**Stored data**
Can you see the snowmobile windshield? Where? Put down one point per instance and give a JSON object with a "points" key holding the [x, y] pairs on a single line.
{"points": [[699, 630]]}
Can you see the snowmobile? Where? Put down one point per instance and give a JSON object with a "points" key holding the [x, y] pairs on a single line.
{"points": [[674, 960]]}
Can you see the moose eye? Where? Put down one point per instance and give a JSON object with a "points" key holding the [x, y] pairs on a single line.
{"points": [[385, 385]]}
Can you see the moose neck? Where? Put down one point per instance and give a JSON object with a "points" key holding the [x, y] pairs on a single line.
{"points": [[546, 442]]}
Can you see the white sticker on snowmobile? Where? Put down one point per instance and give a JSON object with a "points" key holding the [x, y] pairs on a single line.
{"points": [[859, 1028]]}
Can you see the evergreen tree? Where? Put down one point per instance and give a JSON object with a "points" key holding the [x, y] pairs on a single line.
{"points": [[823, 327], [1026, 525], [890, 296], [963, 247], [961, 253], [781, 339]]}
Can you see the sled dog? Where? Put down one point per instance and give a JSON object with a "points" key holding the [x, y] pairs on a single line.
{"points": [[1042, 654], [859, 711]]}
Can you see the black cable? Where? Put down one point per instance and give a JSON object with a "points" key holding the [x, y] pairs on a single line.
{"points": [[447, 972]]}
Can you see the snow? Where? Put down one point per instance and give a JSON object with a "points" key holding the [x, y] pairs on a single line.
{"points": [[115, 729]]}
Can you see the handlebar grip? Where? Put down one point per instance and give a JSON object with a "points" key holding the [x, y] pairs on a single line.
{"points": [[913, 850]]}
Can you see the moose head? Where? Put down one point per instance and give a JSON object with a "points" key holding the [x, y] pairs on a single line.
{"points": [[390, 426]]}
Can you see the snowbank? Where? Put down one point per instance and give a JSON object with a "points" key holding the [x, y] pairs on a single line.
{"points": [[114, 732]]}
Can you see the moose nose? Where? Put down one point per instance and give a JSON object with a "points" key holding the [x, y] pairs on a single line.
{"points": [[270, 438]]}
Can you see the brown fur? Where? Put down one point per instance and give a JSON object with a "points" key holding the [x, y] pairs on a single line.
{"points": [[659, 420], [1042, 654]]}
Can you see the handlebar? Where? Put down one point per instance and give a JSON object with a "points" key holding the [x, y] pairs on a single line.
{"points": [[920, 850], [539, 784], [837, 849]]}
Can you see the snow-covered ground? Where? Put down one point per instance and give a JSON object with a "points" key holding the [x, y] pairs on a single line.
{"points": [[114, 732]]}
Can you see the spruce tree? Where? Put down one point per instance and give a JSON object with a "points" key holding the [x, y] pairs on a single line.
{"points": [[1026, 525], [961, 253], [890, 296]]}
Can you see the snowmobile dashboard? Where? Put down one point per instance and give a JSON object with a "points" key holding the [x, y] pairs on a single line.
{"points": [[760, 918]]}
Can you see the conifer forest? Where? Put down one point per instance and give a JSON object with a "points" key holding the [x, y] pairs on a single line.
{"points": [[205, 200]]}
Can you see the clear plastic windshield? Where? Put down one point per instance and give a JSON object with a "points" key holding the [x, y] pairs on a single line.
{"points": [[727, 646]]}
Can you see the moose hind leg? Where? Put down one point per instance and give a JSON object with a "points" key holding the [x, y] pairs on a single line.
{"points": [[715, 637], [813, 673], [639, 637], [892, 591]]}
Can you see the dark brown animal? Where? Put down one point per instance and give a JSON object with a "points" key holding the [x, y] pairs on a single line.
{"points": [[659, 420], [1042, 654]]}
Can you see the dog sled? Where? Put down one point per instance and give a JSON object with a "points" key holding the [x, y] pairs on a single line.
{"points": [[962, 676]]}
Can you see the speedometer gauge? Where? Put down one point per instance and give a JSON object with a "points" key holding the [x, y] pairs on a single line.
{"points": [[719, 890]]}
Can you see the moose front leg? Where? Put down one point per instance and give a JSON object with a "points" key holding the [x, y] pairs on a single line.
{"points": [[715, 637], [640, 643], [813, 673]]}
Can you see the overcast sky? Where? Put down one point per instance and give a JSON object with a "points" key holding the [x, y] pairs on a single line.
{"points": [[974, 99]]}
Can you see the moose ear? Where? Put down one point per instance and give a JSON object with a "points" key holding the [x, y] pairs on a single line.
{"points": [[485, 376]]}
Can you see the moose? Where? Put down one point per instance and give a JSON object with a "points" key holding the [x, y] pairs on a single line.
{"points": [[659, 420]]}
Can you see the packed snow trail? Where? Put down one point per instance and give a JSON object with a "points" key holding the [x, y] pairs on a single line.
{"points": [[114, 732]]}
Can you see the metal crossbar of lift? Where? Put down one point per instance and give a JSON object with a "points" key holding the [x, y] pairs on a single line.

**Work task**
The answer is the line with "Can you see the moose?" plus every line after it, printed exactly as they appear above.

**Task solution**
Can you see the moose? Where? Put down one point per instance and give a JSON object with a "points" key holding the [x, y] pairs on a single line.
{"points": [[659, 420]]}
Can you see the packed snow trail? Where? Put down one point per instance and give a JSON object with a "points" key holding the [x, y] pairs on a single line.
{"points": [[114, 732]]}
Can you see the metal crossbar of lift? Where? Put down one point per instance and give a JSON object with a "points" key holding the [x, y] pairs on a single line.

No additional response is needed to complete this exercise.